§ WRITTEN INSTRUCTION 1
Name every topic that the Spliterator article says it will cover.

§ EXCERPT TO READ
>> Start
Java Spliterator介绍 | Baeldung中文网

1. Overview

The Spliterator interface, introduced in Java 8, can traverse and partition sequences. It’s a base utility for Streams, especially parallel ones.

In this article, we’ll cover its usage, characteristics, methods and how to create our own custom implementations.

2. Spliterator API

2.1. tryAdvance

This is the main method used for stepping through a sequence. The method takes a Consumer that’s used to consume elements of the Spliterator one by one sequentially and returns false if there’re no elements to be traversed.

Here, we’ll look at how to use it to traverse and partition elements.

First, let’s assume that we’ve got an ArrayList with 35000 articles and that the Article class is defined as:

public class Article {
    private List<Author> listOfAuthors;
    private int id;
    private String name;
    
    // standard constructors/getters/setters
}

Now, let’s use Spliterator to process the list of articles and adds a suffix of “– published by Baeldung” to each article name:

@Test
public void givenAStreamOfArticles_whenProcessedInSequentiallyWithSpliterator_ProducessRightOutput() {
  // ...
}

First, let’s generate the articles:

public void givenAStreamOfArticles_whenProcessedInSequentiallyWithSpliterator_ProducessRightOutput() {
    List<Article> articles = Stream.generate(() -> new Article("Java"))
>> End
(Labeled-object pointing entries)
>> Start
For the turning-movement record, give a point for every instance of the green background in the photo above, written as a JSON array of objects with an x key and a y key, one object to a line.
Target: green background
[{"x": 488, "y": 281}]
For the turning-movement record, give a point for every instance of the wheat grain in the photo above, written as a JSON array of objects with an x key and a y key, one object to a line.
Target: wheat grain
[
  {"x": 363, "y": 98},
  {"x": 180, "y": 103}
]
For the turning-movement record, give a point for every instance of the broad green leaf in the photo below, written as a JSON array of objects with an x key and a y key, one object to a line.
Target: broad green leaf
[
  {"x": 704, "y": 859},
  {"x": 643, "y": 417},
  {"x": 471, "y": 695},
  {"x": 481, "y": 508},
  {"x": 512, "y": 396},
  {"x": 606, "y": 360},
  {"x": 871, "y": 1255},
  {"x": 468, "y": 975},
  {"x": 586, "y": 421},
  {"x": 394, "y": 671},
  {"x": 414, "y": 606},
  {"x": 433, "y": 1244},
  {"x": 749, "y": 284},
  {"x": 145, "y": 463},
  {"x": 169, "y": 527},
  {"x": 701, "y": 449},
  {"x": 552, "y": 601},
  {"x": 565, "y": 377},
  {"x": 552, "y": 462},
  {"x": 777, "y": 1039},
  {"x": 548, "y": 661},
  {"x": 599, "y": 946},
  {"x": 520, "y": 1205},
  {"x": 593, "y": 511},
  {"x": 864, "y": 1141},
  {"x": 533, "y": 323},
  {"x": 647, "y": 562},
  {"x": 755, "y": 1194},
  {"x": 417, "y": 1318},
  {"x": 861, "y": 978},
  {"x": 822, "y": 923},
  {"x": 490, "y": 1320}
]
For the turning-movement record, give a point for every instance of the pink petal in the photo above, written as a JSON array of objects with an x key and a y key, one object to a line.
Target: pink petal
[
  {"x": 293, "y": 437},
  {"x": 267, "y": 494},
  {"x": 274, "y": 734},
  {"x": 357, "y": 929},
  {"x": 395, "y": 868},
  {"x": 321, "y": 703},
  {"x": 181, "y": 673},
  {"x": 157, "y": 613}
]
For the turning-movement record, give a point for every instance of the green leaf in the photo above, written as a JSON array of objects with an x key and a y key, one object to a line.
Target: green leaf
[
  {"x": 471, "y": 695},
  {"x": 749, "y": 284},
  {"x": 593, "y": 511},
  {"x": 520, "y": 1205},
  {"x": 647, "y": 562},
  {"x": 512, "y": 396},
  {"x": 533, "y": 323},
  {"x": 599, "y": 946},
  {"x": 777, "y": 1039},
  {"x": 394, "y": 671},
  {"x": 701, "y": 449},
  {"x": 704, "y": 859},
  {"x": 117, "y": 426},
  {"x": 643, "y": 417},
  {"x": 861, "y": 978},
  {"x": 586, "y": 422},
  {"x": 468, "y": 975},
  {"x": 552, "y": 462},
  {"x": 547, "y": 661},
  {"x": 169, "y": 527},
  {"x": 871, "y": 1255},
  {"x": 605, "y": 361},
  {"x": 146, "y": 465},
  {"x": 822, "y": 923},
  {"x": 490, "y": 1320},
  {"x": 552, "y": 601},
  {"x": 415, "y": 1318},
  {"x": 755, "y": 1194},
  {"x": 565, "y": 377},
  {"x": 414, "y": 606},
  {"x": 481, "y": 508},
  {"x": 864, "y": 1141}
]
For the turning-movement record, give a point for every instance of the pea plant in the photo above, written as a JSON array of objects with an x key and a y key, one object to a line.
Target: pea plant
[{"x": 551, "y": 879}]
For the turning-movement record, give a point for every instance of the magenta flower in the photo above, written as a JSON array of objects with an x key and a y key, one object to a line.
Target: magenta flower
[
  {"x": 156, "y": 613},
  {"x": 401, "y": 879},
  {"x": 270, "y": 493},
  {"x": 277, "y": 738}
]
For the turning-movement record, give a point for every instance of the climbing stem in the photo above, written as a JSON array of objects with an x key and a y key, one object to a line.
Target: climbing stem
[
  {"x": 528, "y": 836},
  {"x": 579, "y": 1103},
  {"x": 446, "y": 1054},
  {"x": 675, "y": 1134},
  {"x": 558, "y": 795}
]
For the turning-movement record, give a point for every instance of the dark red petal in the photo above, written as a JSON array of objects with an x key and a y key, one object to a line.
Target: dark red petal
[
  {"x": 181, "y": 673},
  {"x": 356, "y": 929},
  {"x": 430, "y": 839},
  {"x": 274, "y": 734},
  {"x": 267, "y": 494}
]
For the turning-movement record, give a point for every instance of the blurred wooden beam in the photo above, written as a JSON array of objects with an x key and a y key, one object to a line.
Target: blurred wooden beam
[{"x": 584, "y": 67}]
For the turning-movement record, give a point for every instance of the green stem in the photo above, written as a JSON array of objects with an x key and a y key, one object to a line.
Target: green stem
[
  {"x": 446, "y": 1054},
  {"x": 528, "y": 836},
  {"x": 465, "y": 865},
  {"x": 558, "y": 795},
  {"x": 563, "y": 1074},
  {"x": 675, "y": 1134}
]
>> End
§ WRITTEN INSTRUCTION 2
State how many lines of the entries contain the string "plant", treating uppercase and lowercase as different, and reply with only the number.

§ WORKED ANSWER 1
- Its usage
- Its characteristics
- Its methods
- How to create custom implementations

§ WORKED ANSWER 2
2